» Tasks to complete:
[A] In the forum exchange about the solicitor, what sum is she said to be returning?
[B] Carry on the forum exchange about the solicitor past its final sentence, in the same tone.

Jim, I don't think holly has any problem with your solicitor returning or having to return the €6,000. Nor may I say, does her doing so indicate that she engaged in any deceit, there have been several reasonable answers to the question as to why she would choose to do so irrespective of her culpability. 
To be honest that has nothing to do with your query or holly's response except that it probably was the cause of your needing to ask. 

From what I can see your question is "How can I force this woman to continue representing my son" and the answer you are getting is consistently, "You can't reasonably force her". This doesn't appear to satisfy you, which indicates that you hope that there is some administrative trick that you can use instead. We know nothing about you except what you write in your posts and your dogged insistence that there must be something you can "quote" at your solicitor to your benefit and her detriment certainly for me (and I suspect for holly) meets the definition of "awkward".


----------



## Jim Jonews

"How can I force this woman to continue representing my son" Socrates says "You can't reasonably force her". This doesn't appear to satisfy you, which indicates that you hope that there is some administrative trick that you can use instead. We know nothing about you except what you write in your posts and your dogged insistence that there must be something you can "quote" at your solicitor to your benefit and her detriment.

» Dataset:
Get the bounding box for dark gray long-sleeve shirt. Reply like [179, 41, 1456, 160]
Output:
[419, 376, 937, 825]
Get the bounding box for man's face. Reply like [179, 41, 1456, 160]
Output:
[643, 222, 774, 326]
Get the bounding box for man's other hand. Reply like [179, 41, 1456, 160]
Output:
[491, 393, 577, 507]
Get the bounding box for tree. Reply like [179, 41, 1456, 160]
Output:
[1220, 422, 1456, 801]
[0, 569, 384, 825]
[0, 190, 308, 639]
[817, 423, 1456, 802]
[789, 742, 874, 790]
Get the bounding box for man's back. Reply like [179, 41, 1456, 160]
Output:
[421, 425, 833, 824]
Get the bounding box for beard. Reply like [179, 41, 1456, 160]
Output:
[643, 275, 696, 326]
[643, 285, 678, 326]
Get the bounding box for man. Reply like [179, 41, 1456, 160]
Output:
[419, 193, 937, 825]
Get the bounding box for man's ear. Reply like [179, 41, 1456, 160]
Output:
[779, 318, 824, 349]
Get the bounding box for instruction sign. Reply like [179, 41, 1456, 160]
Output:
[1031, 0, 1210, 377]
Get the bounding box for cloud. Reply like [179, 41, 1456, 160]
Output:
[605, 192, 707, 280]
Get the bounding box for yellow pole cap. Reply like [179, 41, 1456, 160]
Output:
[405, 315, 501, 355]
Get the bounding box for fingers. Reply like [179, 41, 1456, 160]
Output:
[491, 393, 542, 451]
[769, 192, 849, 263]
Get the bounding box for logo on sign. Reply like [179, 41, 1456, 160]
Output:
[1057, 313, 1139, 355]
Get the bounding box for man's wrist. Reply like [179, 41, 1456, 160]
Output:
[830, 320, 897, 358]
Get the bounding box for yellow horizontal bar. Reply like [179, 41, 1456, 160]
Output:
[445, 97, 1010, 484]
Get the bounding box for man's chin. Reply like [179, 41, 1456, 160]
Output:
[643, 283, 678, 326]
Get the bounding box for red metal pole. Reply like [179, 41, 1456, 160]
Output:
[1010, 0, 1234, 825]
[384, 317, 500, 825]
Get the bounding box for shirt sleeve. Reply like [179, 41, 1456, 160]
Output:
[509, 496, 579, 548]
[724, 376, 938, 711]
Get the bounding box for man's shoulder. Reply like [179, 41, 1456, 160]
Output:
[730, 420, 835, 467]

» Responses to the exercise:
[A] €6,000.

[B]
Thats not really the case. I just want to know where I can reference the actual rules or regulations that govern these matters. All I want is to be able to write back to her and say you can come off record if you x, y & z. If she can come off record, she can come off record but no-one has yet to give me an answer to my op which said that the Circuit Court told me by phone that my solicitor has to submit a Notice of Motion and an affidavit but they are unable to tell me where these rules or regulations are so I cannot quote them.

This is not necessarily to the detriment of this solicitor if she has to follow the rules and regulations (if there actually are any). I'm not looking for an "administrative trick", just a verifiable reference to what the Circuit Court have told me


----------



## ubiquitous

Why do you feel the need to specify the regulations to her in the first instance? If she wants to come off record, surely it is up to her to comply with the appropriate requirements, and for the courts to satisfy themselves of her compliance. It is hardly your role as a lay person to have to police this?


----------



## Jim Jonews

Dear Posters,
My solicitor represented me in an insurance claim following a road traffic accident.
The claim was settled with an agreed amount. The solicitor specifically told me that the amount agreed to was the amount that I would receive as all her costs were covered. 
Subsequently, when I attended at her office to receive the cheque, she gave me a cheque from her own account which was more than Є6,000 less than the agreed amount. I later found out that this form of double-charging was common place amongst the soldiers who received compensation for the deafness caused during their military service.
I wrote to my solicitor looking for a refund and said that I would make a complaint to the Law Society. My letters were ignored for 7 months with the final one giving her 7 days notice. After the 7 days, I sent my complaint to the Law Society. Shortly afterwards, I received a reimbursement of the monies taken from me.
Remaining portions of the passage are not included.